Objetivo del ejercicio: Vuelve a escribir todo lo que va desde la línea que contiene "For this evaluation, locate the hand" hasta el final de los registros, ambos extremos incluidos y sin omitir ninguna línea. Al hacerlo, suma 122 a cada una de las coordenadas de las respuestas.

[Filas de un conjunto de datos]

####################

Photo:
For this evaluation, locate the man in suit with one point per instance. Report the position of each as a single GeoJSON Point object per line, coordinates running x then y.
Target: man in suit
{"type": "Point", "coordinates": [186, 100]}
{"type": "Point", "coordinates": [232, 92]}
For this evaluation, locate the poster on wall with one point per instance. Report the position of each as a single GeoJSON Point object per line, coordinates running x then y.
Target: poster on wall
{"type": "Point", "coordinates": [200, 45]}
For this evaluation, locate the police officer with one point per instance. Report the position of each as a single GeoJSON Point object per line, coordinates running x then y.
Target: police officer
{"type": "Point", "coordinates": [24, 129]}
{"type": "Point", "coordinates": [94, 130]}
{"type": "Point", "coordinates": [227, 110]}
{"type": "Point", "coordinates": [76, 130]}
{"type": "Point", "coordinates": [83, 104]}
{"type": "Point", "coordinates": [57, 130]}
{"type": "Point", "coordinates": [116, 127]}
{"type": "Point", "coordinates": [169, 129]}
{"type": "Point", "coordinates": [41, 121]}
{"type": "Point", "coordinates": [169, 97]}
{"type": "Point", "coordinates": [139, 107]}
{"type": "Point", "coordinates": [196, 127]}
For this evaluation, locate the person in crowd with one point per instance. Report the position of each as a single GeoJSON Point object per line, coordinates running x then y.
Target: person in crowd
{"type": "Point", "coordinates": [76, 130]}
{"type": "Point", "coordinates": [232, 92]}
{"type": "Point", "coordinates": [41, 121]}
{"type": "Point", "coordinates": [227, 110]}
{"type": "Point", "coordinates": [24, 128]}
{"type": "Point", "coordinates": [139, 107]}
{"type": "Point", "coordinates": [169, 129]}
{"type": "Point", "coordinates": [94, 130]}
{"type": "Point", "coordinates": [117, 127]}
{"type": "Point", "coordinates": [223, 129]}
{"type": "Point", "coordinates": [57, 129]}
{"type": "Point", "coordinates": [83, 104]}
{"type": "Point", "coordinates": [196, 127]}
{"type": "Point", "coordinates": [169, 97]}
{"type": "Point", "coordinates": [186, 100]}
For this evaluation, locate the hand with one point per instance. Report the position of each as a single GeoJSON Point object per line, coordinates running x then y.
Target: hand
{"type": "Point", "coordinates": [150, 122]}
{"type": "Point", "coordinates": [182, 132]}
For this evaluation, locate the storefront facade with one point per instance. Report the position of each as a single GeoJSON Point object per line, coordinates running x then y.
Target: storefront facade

####################

Respuesta del ejercicio:
For this evaluation, locate the hand with one point per instance. Report the position of each as a single GeoJSON Point object per line, coordinates running x then y.
Target: hand
{"type": "Point", "coordinates": [272, 244]}
{"type": "Point", "coordinates": [304, 254]}
For this evaluation, locate the storefront facade with one point per instance. Report the position of each as a single GeoJSON Point object per line, coordinates running x then y.
Target: storefront facade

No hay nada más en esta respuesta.